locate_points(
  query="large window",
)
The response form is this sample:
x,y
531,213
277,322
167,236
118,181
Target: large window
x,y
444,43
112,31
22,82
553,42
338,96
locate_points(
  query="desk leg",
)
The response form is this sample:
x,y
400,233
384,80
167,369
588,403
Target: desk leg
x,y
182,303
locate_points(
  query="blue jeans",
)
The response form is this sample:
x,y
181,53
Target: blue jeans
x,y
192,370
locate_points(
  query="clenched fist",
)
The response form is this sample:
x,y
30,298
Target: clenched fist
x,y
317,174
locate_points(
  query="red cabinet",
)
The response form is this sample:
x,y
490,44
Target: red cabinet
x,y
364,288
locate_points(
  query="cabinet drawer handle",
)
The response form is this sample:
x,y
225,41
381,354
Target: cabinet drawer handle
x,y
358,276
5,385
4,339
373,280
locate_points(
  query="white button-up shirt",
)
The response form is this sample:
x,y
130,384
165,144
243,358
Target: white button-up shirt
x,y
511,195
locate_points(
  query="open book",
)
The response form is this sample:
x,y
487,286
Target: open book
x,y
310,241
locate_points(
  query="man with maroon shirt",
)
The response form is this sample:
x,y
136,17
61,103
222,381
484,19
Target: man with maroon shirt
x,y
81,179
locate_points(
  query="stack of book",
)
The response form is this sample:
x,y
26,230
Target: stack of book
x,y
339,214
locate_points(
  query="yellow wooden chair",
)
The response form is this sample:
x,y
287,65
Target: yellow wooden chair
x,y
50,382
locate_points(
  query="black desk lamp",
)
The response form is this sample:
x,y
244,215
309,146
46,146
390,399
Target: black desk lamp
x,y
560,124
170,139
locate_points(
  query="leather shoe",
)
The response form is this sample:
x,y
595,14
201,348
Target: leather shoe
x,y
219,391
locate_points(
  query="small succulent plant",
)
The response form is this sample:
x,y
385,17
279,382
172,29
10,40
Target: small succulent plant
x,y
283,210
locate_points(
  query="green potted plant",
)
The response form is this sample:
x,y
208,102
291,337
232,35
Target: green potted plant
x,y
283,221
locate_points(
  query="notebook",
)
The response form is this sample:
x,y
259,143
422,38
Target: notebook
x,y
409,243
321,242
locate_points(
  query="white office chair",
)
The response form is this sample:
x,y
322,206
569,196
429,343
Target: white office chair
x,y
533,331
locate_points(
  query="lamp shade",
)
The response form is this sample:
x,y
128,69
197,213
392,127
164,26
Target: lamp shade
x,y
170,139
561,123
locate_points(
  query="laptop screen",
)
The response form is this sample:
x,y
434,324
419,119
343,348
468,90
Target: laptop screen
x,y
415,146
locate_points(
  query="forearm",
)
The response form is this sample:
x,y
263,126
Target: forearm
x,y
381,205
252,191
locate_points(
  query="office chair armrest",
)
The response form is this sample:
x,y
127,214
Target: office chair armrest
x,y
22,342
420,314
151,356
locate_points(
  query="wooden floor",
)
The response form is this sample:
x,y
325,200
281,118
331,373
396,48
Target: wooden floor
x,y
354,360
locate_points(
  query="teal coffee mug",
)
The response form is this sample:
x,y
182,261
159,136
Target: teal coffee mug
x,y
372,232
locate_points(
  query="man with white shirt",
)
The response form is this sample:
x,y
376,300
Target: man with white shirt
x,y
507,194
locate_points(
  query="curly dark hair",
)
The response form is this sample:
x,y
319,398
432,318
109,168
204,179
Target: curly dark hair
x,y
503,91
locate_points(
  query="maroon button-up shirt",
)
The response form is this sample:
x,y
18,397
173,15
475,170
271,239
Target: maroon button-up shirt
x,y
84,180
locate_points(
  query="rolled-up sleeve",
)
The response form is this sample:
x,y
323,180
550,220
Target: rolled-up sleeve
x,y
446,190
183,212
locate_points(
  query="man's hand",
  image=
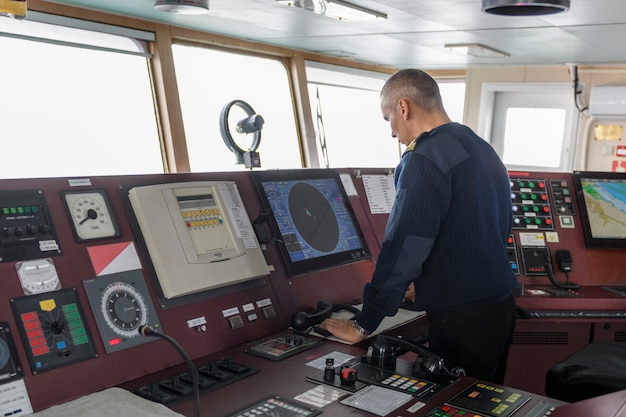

▶ **To do**: Return each line from the items above that contains the string "armrest". Matching is case-sensitive.

▶ **Result**:
  query="office chair armrest",
Target: office chair armrest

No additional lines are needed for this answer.